___ Fuente

María del Pilar Silveira 11 de mayo de 2019
Hace
364 años que María ha tomado la iniciativa de parte de Dios, de visitar a sus
hijos e hijas en esta tierra de gracia. Si nos detenemos unos instantes a
reflexionar sobre este Hecho, que es una mariofanía, es decir una manifestación
de Dios a través de María, nos invade desde lo profundo del corazón una
alabanza a Papá Dios que ha puesto su mirada en nuestra pequeñez haciéndose
parte de nuestra historia venezolana. Si bien el relato de la aparición puede
tener elementos subjetivos de aquellos historiadores como el hermano de la
Salle, Nectario María, que relató los hechos, la fe popular ha mantenido vivo
el amor a la madre y ese amor hace que hoy nuestro pueblo de raíces católicas
tenga esperanza, luche contra las adversidades y busque caminos de
reconciliación.
La
primera aparición surge en un contexto polarizado entre españoles con ansias de
poder y dominio, fieles a la Corona Real e indígenas que luchaban por vivir en
libertad en la exuberante madre naturaleza que les daba el vestido y el
sustento. Parecía que era imposible que se lograran acuerdos, diálogos entre
seres humanos con pensamientos tan diferentes. Y la madre, que se ocupa de las
necesidades de sus hijos, se presenta en ese contexto polarizado y dividido por
luchas sangrientas de ideales opuestos. Ella ve el corazón de sus hijos que
está moldeado por las mismas manos que el suyo y el de su Hijo. Toma la
iniciativa visitar a una familia de indios coromotos, sorprendiéndoles por su
belleza. Les habla en su mismo idioma con palabras sencillas, con elementos de
la naturaleza: “echar agua en la cabeza para ir al cielo,” que significa
recibir el bautismo. El agua, elemento tan vital y presente en la vida
cotidiana de la tribu, es un símbolo fácil de recordar y familiar para los
indígenas. Y “echarla sobre la cabeza,” indica “dejarse mojar, bañar,” y para
eso hay que “bajar la cabeza,” ser humilde, dejarse conducir con confianza.
Despojarse de la corona de plumas, de adornos para ser “bañados,” “sumergidos”
en el agua que les da la vida eterna, porque ser bautizados significa “nacer
del agua y del Espíritu” (Jn 3,5). La cabeza erguida puede representar una posición
de superioridad, de no aceptar inclinarse para reconocer la autoridad en este
caso espiritual del Dios de Jesús. “Ir al cielo”, significa la vida en
santidad, pues María vive en comunión profunda con el Dios que la habita. Su
vida manifiesta el “cielo” del cual ella habla y a donde invita a ir a los
indígenas. Un cielo que se vive en esta tierra y que anuncia proféticamente,
porque es posible vivir amando a los demás, en fraternidad.
Ella
los invita a un gran reto: “ir donde los blancos.” ¿Será esto posible? Para
realizar este gesto es fundamental trabajar la confianza, creer en la bondad
que existe en “los blancos.”

______
___ Datos sin procesar

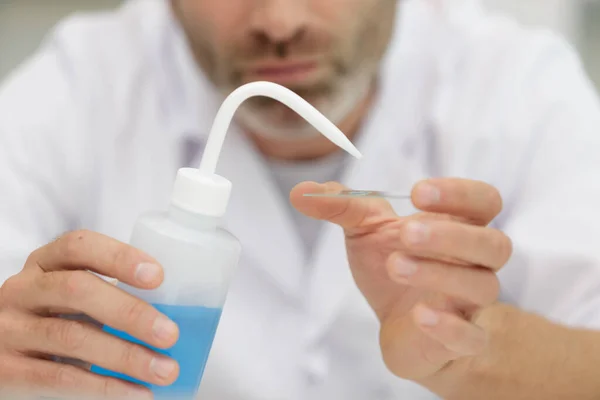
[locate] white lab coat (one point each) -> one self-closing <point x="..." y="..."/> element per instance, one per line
<point x="94" y="126"/>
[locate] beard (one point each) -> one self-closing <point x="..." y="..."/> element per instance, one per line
<point x="347" y="65"/>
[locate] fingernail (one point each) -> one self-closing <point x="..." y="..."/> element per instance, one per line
<point x="405" y="267"/>
<point x="162" y="367"/>
<point x="164" y="328"/>
<point x="416" y="232"/>
<point x="428" y="317"/>
<point x="427" y="194"/>
<point x="147" y="273"/>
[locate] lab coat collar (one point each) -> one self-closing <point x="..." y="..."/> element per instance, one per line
<point x="189" y="100"/>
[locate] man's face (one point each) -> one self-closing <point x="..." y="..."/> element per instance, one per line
<point x="327" y="51"/>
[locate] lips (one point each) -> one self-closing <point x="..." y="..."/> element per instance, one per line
<point x="284" y="73"/>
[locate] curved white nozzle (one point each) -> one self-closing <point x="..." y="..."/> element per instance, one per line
<point x="201" y="191"/>
<point x="268" y="89"/>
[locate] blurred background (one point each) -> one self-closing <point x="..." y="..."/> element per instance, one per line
<point x="23" y="24"/>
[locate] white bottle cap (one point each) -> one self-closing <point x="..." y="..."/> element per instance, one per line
<point x="201" y="191"/>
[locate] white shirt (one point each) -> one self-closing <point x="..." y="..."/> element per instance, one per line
<point x="94" y="126"/>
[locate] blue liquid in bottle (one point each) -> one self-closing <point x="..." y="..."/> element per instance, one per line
<point x="197" y="328"/>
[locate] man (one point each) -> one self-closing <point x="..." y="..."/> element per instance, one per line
<point x="94" y="126"/>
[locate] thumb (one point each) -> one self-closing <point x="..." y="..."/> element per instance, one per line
<point x="349" y="213"/>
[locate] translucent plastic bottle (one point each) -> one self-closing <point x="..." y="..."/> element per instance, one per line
<point x="198" y="256"/>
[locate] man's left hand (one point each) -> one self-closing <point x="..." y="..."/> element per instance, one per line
<point x="428" y="275"/>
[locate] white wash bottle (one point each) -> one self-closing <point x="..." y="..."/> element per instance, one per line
<point x="198" y="256"/>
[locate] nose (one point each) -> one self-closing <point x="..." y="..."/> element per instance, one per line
<point x="280" y="20"/>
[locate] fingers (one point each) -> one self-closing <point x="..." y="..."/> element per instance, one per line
<point x="459" y="337"/>
<point x="350" y="213"/>
<point x="474" y="285"/>
<point x="423" y="342"/>
<point x="81" y="341"/>
<point x="101" y="254"/>
<point x="89" y="294"/>
<point x="32" y="377"/>
<point x="451" y="240"/>
<point x="473" y="200"/>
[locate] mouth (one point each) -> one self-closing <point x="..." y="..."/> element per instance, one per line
<point x="289" y="73"/>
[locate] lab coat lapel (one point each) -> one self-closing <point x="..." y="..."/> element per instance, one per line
<point x="259" y="216"/>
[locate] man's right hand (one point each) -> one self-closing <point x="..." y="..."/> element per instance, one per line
<point x="55" y="281"/>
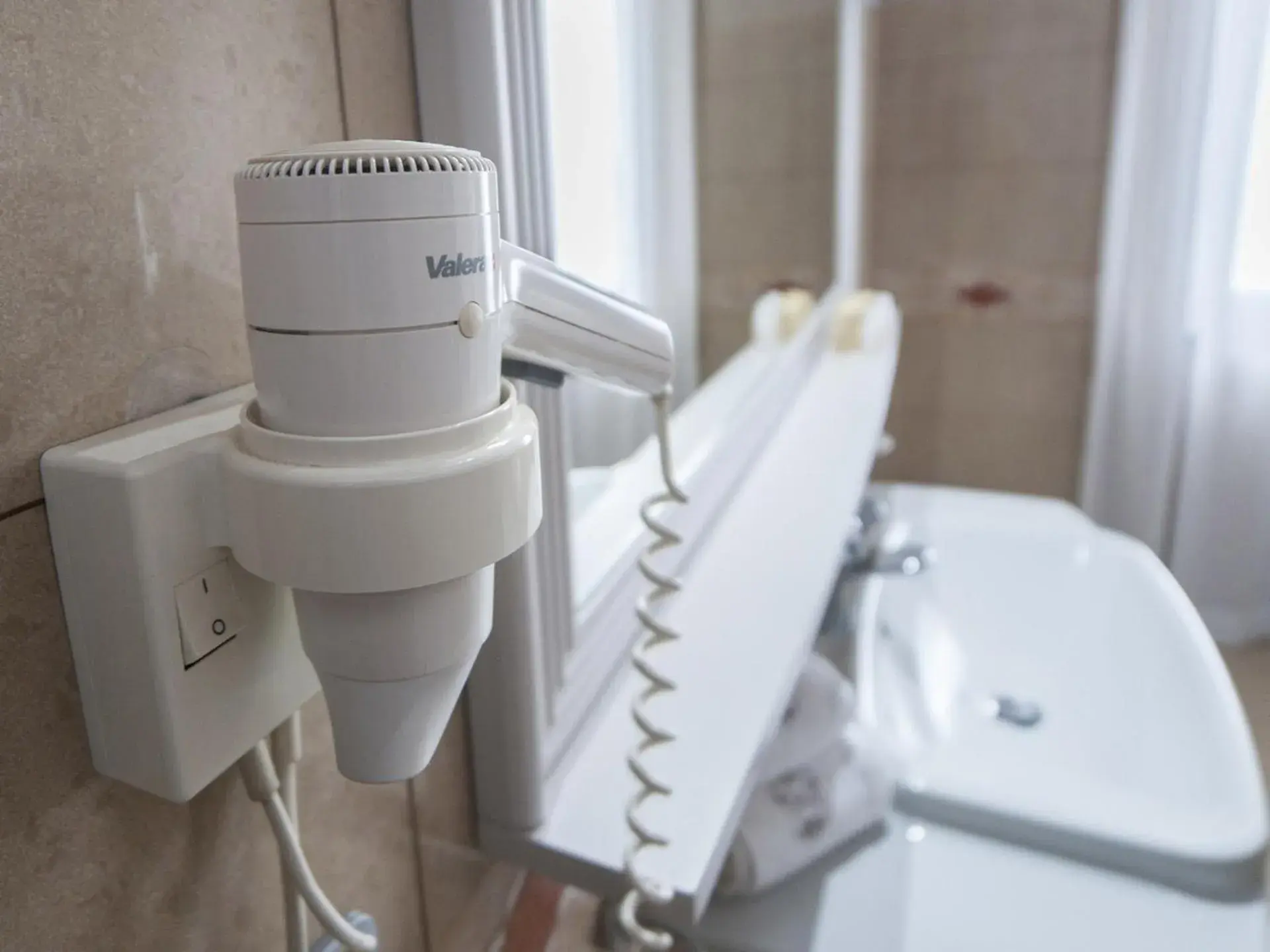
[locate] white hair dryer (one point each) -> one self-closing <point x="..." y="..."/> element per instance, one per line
<point x="384" y="467"/>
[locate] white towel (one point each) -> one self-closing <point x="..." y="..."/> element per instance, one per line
<point x="800" y="815"/>
<point x="817" y="714"/>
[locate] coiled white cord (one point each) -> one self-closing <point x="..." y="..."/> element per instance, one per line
<point x="262" y="785"/>
<point x="646" y="890"/>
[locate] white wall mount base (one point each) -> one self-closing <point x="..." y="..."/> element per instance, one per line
<point x="183" y="659"/>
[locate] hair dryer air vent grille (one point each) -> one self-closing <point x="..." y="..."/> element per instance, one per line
<point x="365" y="158"/>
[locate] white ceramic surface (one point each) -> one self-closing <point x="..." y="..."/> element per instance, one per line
<point x="1142" y="758"/>
<point x="925" y="889"/>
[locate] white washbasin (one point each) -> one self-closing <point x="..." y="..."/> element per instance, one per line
<point x="1142" y="758"/>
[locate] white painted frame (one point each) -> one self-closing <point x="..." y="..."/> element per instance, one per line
<point x="564" y="604"/>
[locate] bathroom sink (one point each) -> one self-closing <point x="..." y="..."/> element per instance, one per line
<point x="1053" y="686"/>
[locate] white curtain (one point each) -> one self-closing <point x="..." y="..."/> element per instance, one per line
<point x="1221" y="549"/>
<point x="620" y="100"/>
<point x="1177" y="448"/>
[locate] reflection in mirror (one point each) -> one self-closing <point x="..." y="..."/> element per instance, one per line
<point x="693" y="172"/>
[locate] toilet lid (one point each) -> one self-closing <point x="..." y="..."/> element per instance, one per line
<point x="1054" y="687"/>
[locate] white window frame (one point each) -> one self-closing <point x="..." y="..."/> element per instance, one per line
<point x="564" y="604"/>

______

> _Tareas y ejercicios_
• a. ¿Cómo se traduce al inglés esta oración de la fuente: "Parecía que era imposible que se lograran acuerdos, diálogos entre seres humanos con pensamientos tan diferentes."?
• b. Reescribe el pasaje de la fuente que va desde "María del Pilar" hasta "reconciliación.", ambos incluidos, poniendo "alma" en lugar de "corazón".

> _Soluciones_
• a. It seemed impossible that agreements, dialogues could be reached between human beings with such different ways of thinking.

• b.
María del Pilar Silveira 11 de mayo de 2019
Hace
364 años que María ha tomado la iniciativa de parte de Dios, de visitar a sus
hijos e hijas en esta tierra de gracia. Si nos detenemos unos instantes a
reflexionar sobre este Hecho, que es una mariofanía, es decir una manifestación
de Dios a través de María, nos invade desde lo profundo del alma una
alabanza a Papá Dios que ha puesto su mirada en nuestra pequeñez haciéndose
parte de nuestra historia venezolana. Si bien el relato de la aparición puede
tener elementos subjetivos de aquellos historiadores como el hermano de la
Salle, Nectario María, que relató los hechos, la fe popular ha mantenido vivo
el amor a la madre y ese amor hace que hoy nuestro pueblo de raíces católicas
tenga esperanza, luche contra las adversidades y busque caminos de
reconciliación.